— SELECTED TEXT —
[Start of section]

Editorial: Humane Society funding boost due to human problem

The Bartholomew County Humane Society will get a significant boost in funding from the county this year, as county commissioners agreed to raise the amount paid to shelter abandoned animals by 38% over 2022 funding. The county has agreed to pay the Humane Society $125,000 this year compared to just over $90,000 last year.

That sounds like a big jump — and it is — but it’s necessary. And while we are grateful for the excellent work of the local Humane Society, it’s a shame that as a community, we continue to fail so many animals.

As The Republic’s Mark Webber reported, Commissioner Tony London negotiated with the Humane Society, but there really wasn’t all that much that was open to question, according to London.

“They had asked for that amount, and we thought it was appropriate,” he said.

The reason for the increase is due to the increasing number of animals the Humane Society is taking in — and has taken in — as well as the rising cost of everything, including food, medicine and vet care.

As London explained, the amount of money the county has provided to the Humane Society has remained the same in recent years even as the number of dogs and cats brought to the shelter, including by county animal control employees, has continued to rise.

You could therefore argue that the county has, in a sense, been short-changing the Humane Society for some time. There has long been a crisis of abandoned pets in this community brought on by economic uncertainty, the pandemic and other factors.

According to the local Humane Society, it was sheltering 733 pets as of Sept. 30, 2022. That shelter does remarkable work even under such stress, saving more than 93% of animals it receives, according to statistics on its website.

Last July, as Webber also reported, both local shelters pleaded for the community to consider alternatives to abandoning their pets at local shelters, with Columbus Animal Care Services general manager Nicohl Birdwell Goodin saying at the time the city shelter was the fullest she had seen in her nine years working there. “We are bursting at the seams,” she said at the time.

[End of section]

— TASKS FOR THIS EXERCISE —
(1) According to the Humane Society funding editorial, how much will the county pay the Bartholomew County Humane Society this year?
(2) Copy the Humane Society funding editorial word for word, from "According to the" to "on its website.".

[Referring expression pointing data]
[Start of section]

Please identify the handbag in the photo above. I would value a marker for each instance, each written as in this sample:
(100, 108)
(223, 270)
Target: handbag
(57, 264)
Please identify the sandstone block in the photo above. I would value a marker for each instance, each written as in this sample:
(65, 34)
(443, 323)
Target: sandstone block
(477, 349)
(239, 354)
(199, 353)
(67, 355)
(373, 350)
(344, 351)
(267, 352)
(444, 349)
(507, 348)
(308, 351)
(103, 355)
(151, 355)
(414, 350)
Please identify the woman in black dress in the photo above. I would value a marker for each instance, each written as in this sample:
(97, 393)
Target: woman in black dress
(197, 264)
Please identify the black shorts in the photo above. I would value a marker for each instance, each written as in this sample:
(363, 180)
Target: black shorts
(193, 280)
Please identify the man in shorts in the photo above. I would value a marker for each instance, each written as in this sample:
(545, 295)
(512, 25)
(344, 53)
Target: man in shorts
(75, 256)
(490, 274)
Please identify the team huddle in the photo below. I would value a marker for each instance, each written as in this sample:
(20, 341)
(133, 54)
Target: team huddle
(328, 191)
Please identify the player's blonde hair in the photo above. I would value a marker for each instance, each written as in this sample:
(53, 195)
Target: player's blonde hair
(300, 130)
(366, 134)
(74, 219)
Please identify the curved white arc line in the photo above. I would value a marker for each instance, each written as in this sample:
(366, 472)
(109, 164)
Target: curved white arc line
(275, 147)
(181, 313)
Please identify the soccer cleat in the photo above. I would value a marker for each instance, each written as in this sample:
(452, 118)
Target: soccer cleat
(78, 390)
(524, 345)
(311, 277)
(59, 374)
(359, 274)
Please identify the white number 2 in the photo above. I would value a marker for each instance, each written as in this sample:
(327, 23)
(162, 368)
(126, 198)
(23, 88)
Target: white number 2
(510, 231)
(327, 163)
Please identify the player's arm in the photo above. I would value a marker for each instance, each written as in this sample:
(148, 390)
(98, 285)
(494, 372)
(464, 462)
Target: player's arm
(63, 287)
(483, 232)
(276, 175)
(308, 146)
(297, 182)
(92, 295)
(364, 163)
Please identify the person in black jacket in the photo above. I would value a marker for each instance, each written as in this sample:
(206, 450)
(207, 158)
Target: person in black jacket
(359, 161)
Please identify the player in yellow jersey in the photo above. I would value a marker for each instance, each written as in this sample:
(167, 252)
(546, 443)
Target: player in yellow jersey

[End of section]

— RESPONSES PER TASK —
(1) $125,000

(2)
According to the local Humane Society, it was sheltering 733 pets as of Sept. 30, 2022. That shelter does remarkable work even under such stress, saving more than 93% of animals it receives, according to statistics on its website.